**To do**
With the pictures set aside, write out all of the data exactly as it stands.

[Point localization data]

▼

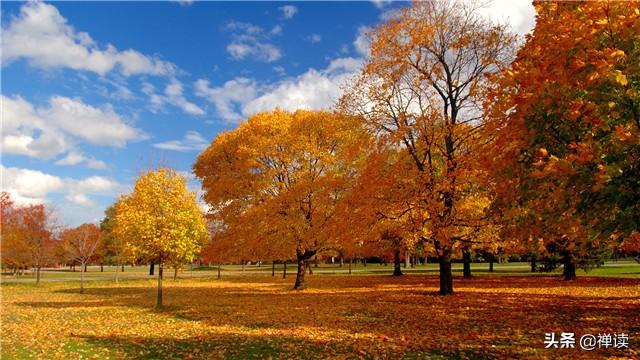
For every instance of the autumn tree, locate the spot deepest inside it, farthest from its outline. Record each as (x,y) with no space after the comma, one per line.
(160,221)
(15,252)
(422,91)
(275,181)
(80,244)
(26,235)
(566,149)
(111,250)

▲

**Response to the exercise**
For every instance of the autumn tree, locate the spot deepest inside it, farthest from its outline. Record each as (x,y) with no space after the comma, one per line.
(160,221)
(15,252)
(422,91)
(275,181)
(80,244)
(26,235)
(566,149)
(111,250)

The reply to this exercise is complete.